::: Data excerpts

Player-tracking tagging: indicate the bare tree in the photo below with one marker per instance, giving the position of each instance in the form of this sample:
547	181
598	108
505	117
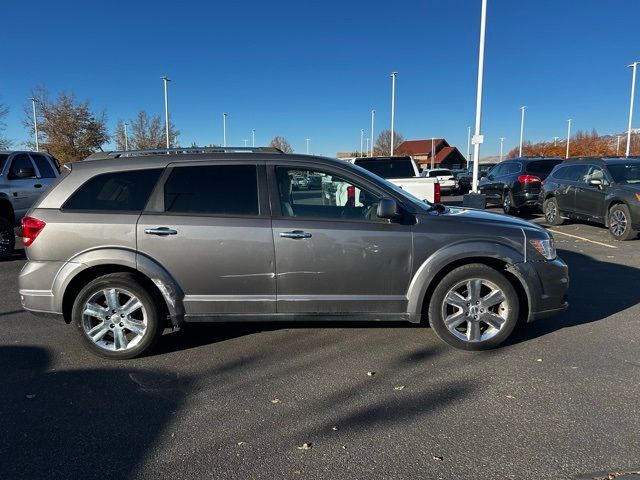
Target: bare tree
67	128
383	142
5	143
145	133
282	144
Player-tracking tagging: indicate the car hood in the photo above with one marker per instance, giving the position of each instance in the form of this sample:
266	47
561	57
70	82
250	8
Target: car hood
472	215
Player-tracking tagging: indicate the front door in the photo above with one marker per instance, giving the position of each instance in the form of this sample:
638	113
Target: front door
209	229
333	254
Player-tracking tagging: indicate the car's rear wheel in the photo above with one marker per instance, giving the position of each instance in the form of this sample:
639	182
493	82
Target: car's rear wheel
552	212
620	223
7	238
474	307
117	317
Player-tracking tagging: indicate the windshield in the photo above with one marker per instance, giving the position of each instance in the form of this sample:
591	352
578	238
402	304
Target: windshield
415	200
389	168
625	172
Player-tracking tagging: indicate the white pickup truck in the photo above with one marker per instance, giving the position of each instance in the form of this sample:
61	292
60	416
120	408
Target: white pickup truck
403	172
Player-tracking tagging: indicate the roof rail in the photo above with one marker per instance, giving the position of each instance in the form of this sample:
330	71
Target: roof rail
180	151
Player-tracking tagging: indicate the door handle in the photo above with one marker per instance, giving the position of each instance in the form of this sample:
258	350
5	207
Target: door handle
296	234
160	231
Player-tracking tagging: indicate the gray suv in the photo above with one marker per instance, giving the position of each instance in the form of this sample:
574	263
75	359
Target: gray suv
126	246
23	178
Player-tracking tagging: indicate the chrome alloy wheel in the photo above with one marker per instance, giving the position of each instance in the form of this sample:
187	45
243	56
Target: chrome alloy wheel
618	222
114	319
475	310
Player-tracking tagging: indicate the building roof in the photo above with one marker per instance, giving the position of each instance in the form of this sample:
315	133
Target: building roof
419	147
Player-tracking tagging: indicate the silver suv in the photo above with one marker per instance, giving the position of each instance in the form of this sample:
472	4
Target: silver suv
23	178
126	246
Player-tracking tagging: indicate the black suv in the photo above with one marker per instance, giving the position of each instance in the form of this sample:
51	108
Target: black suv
515	183
603	190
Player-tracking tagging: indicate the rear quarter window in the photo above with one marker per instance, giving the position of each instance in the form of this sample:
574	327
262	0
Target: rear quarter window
118	191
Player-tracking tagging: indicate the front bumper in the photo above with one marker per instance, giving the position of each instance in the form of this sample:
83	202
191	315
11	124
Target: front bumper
547	284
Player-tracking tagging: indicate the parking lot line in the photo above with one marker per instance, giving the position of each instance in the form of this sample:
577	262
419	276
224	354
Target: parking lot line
582	238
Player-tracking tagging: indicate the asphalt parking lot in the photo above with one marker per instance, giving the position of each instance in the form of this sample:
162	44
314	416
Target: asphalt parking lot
560	400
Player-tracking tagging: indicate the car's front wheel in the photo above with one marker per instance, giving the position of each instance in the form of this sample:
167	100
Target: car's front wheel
117	317
620	223
552	212
474	307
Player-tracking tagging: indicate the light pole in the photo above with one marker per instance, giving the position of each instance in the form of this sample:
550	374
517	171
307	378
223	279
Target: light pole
224	129
35	123
634	65
568	136
166	80
393	105
373	116
477	138
433	153
468	144
521	129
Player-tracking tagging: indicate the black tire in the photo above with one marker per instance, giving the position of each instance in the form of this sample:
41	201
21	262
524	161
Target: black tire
507	203
508	310
552	212
124	283
620	223
7	238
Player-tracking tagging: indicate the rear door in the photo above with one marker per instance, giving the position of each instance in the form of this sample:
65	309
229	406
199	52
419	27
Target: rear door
24	190
333	254
208	224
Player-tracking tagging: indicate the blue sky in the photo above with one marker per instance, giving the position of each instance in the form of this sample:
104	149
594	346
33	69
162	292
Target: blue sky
316	69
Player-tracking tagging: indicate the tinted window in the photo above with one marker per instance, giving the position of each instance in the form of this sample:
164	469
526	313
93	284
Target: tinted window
20	162
542	167
392	168
213	189
44	167
625	172
121	191
337	198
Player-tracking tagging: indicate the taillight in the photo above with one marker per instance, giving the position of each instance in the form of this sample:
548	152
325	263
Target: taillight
31	228
351	196
529	179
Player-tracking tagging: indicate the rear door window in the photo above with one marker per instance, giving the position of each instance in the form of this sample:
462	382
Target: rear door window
44	166
118	191
213	190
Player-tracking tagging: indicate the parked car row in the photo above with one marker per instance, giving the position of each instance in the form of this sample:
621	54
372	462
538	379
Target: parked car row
601	190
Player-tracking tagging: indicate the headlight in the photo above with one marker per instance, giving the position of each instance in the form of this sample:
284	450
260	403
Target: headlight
546	248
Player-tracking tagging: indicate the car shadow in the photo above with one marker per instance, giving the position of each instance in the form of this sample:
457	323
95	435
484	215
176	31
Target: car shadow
80	423
597	290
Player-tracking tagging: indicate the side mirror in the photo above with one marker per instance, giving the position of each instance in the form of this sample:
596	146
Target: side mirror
28	172
388	208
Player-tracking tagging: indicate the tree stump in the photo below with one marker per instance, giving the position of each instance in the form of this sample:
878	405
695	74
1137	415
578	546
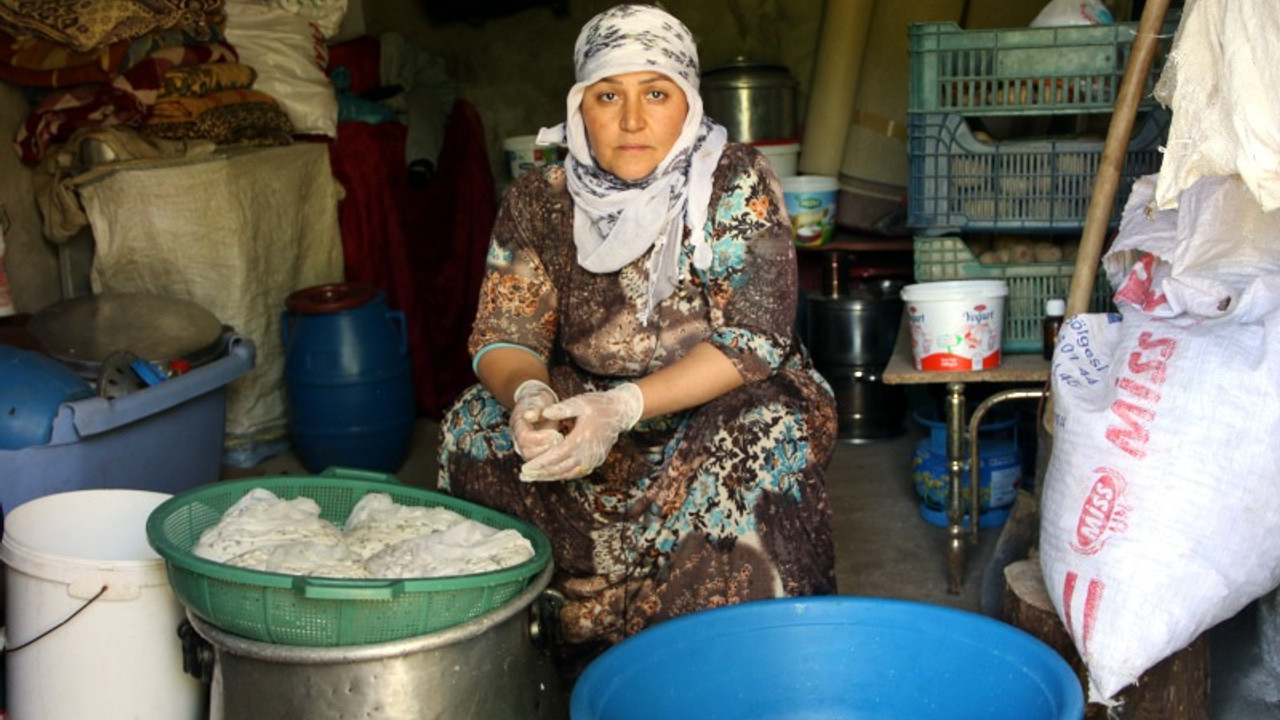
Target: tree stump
1174	689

::::::

> Required work: Please reproduce every item above word for word, leaving the pictures out.

> Solution for this exercise:
Player-tracking tagging: indicate the bare tree in the photo below with one marker per instance, giving the position of each instance in the form of this sample:
547	181
598	108
505	117
Target: bare tree
67	128
383	142
5	143
145	133
282	144
Player-tracking tagging: indicate the car hood in the photo above with one marker per instance, giving the position of each instance in the form of this sample:
266	47
561	57
70	82
250	8
Target: car hood
472	215
Player-tracking tagging: indicate the front door in the photo above with one marker per instance, giving the position of each instance in the form of this sample:
638	113
Target: front door
209	229
333	254
Player-tracking tagging: indicate the car's rear wheel in the photo above with one marker per instance, giving the position of each instance in the form of this sample:
639	182
493	82
Target: car's rear wheel
552	212
620	223
7	238
474	307
117	317
Player-tracking tagging: indicate the windshield in the photo above with one marker per instance, giving the position of each instance in the form of this sample:
591	352
578	238
402	304
Target: windshield
415	200
389	168
625	172
Player-tracking tagging: indicate the white pickup truck in the photo above with one marker per instance, giving the position of each instance in the form of this sample:
61	292
60	416
120	408
Target: white pickup truck
403	172
Player-tracking tagging: indicate the roof rail in the photo above with one marker per instance, giving the position of each instance in the form of this sample:
330	71
Target: roof rail
180	151
Player-tracking tagging: indicate the door handle in the photo above with one marker per instance, giving the position of each instance in the form of this sample:
258	350
5	207
Target: door handle
296	234
160	231
Player-tracking tagging: indicate the gray suv in the photo above with one marker per instance, giving the position of each instance in the form of this sample:
574	263
75	359
Target: gray suv
126	246
23	178
Player-tracking tagging: indicate the chrome alloy wheel in the photo above with one marker per instance, giving the position of each instance in the form of this sample:
187	45
243	56
Target: chrome alloy wheel
618	222
114	319
475	310
Player-tracking tagging: indicate the building roof in the photo above with one marker per instance, giving the position of each instance in the form of this sample:
315	133
Target: building roof
419	147
Player-tracking tagging: indicate the silver suv in the photo above with one marker per instance, giving the position of each instance in the form of this sample:
472	4
Target: silver suv
23	178
126	246
Player-tracking tagging: indicate the black suv in the photo above with one marker per instance, giving the position of each instance in the form of this sample:
51	108
Target: black suv
515	183
603	190
Player-tracking tagging: indicate the rear quarter window in the photo above with one marker per instance, giving the position of each instance in the form of this sample:
574	327
262	0
Target: rear quarter window
118	191
Player-tracking tagging: indicate the front bumper in the photo above with one marker per instance, giving the position of each instance in the form of this sample:
83	202
191	315
11	124
Target: front bumper
547	284
Player-tracking tagging: indicate the parking lot line in the photo above with one marker per instance, giving the position of each instance in the form of this sample:
577	262
419	276
224	354
Target: parking lot line
582	238
Player-tracking tagging: indicate the asphalt parking lot in the photo above with one marker per instance, giving the position of each instance in the form of this sample:
162	44
314	416
Target: asphalt parking lot
560	400
Player-tracking tagging: indicate the car's front wheel in the photo above with one marker per instance, giving the position of each instance in the form of this sample:
167	100
Target: car's front wheel
117	317
620	223
552	212
474	307
Player-tracking tagging: indicate the light pole in the photo above with one marker per instance, giving the position of each instance in the form of this sample:
550	374
517	171
307	378
223	279
Target: light pole
224	129
35	123
634	65
568	136
166	80
393	105
373	116
477	138
433	153
468	144
521	129
Player-tracking tagging: indicate the black tire in the photo above with one marker per instance, giving the position of each instance in the form of this sample:
41	201
21	262
524	161
Target: black tire
507	203
508	310
552	212
124	283
620	223
7	238
Player-tracking tagging: indicate the rear door in the photo above with one marker per instance, giving the position of each instance in the form of this sample:
65	309
229	406
199	52
419	27
Target: rear door
24	190
333	254
208	224
Player-tracking tagging: indicate the blue sky in the photo above with one marker per instance, giving the position of each instance in the form of this sample:
104	149
594	346
33	69
162	292
Target: blue sky
316	69
Player-tracking tagging: indicate the tinted window in the photo above with one marker per instance, giving the position of each instance in the form of this sample:
164	469
526	313
93	284
Target: tinted window
20	162
542	167
392	168
213	189
44	167
625	172
121	191
337	198
Player-tracking tagging: indicate the taillight in the photo above with one marker per instance, giving the position of each instance in the form of this sample:
548	152
325	263
Target: taillight
31	228
351	196
529	179
Player-tracking tagging: indicate the rear door window in the photo above with one marker per instance, giving the position of each instance in the form of this sample:
462	382
Target: rear door window
44	166
118	191
213	190
Player-tracking tagging: indicate the parked car row in the photo above with one marker per instance, giving the position of each instance in the form of this sample:
621	54
372	462
538	379
Target: parked car row
601	190
Player-tracking tagging: indicate the headlight in the photo above with one marker per instance, giving the position of each instance in the form of this sample:
284	450
260	403
Target: headlight
546	248
Player-tracking tagging: indicate the car shadow in the photo above with one marker per instance, giving the position of each instance in the form of this sample:
457	323
95	435
484	215
176	31
Target: car shadow
80	423
597	290
Player-tracking tagging: indicate the side mirror in the photo above with one marker per instance, giving the position of each instance in the form of this sample:
596	146
Target: side mirror
28	172
388	208
Player-tracking tagging: indicate the tree stump in the photo below with one marker per instance, giving the position of each instance in the form of this sample:
878	405
695	74
1137	415
578	546
Target: tree stump
1174	689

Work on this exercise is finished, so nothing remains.